Output, word for word, the part of the dieting text below that begins at the words "It seems that, having" and stops after the words "is unhealthy, then?".

=== TEXT PASSAGE ===
━━━
And the soufflés made from egg whites alone – one of the gems that I found in my bodybuilding books.

The Other Half, who used to do much of our household cooking in the days before my culinary road to Damascas moment, recalls one particular evening when I ended up in tears because I couldn’t weigh all the ingredients for the stew he was cooking.

They’d then have been noted down in one of those diet diaries, as I struggled to control my food consumption in a way that suggested that I was actually struggling to control my life.

Fortunately, those days are long gone – and almost perversely, seven years after giving up dieting I actually started very slowly losing weight.

It seems that, having been allowed to find its own balance, my body is now responding positively and in a sustainable way to good eating.

On that note, I have to say that I have now seen the basic food survey, as mentioned in yesterday's post. After a standard series of question, it posits the issue, through two questions, of offering “healthy options”.

So what we are offered now is unhealthy, then?
━━━
Stored data entries:
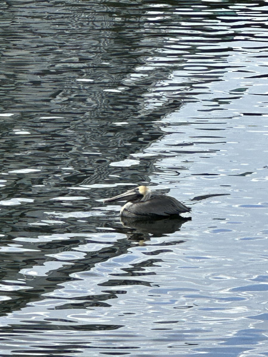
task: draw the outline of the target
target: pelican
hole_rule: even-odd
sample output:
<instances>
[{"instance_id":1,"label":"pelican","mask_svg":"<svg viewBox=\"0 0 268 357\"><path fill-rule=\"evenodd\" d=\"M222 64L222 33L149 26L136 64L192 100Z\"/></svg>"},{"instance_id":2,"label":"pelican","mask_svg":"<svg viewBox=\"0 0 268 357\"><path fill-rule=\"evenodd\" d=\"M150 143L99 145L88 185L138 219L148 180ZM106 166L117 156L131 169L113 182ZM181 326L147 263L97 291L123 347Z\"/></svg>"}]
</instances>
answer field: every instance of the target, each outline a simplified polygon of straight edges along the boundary
<instances>
[{"instance_id":1,"label":"pelican","mask_svg":"<svg viewBox=\"0 0 268 357\"><path fill-rule=\"evenodd\" d=\"M179 215L189 212L191 208L173 197L164 195L152 196L152 192L146 186L139 186L124 193L108 198L104 203L126 201L120 211L124 217L143 218Z\"/></svg>"}]
</instances>

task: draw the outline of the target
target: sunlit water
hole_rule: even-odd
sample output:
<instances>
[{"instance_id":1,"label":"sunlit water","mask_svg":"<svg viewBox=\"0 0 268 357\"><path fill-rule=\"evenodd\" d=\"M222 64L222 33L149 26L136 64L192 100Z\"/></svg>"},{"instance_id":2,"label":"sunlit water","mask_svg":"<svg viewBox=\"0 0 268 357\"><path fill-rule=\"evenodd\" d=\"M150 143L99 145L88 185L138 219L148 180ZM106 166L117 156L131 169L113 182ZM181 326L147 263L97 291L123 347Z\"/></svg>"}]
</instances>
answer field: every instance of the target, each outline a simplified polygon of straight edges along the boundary
<instances>
[{"instance_id":1,"label":"sunlit water","mask_svg":"<svg viewBox=\"0 0 268 357\"><path fill-rule=\"evenodd\" d=\"M0 10L1 357L268 356L267 2Z\"/></svg>"}]
</instances>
━━━
=== SOLVED PROBLEM ===
It seems that, having been allowed to find its own balance, my body is now responding positively and in a sustainable way to good eating.

On that note, I have to say that I have now seen the basic food survey, as mentioned in yesterday's post. After a standard series of question, it posits the issue, through two questions, of offering “healthy options”.

So what we are offered now is unhealthy, then?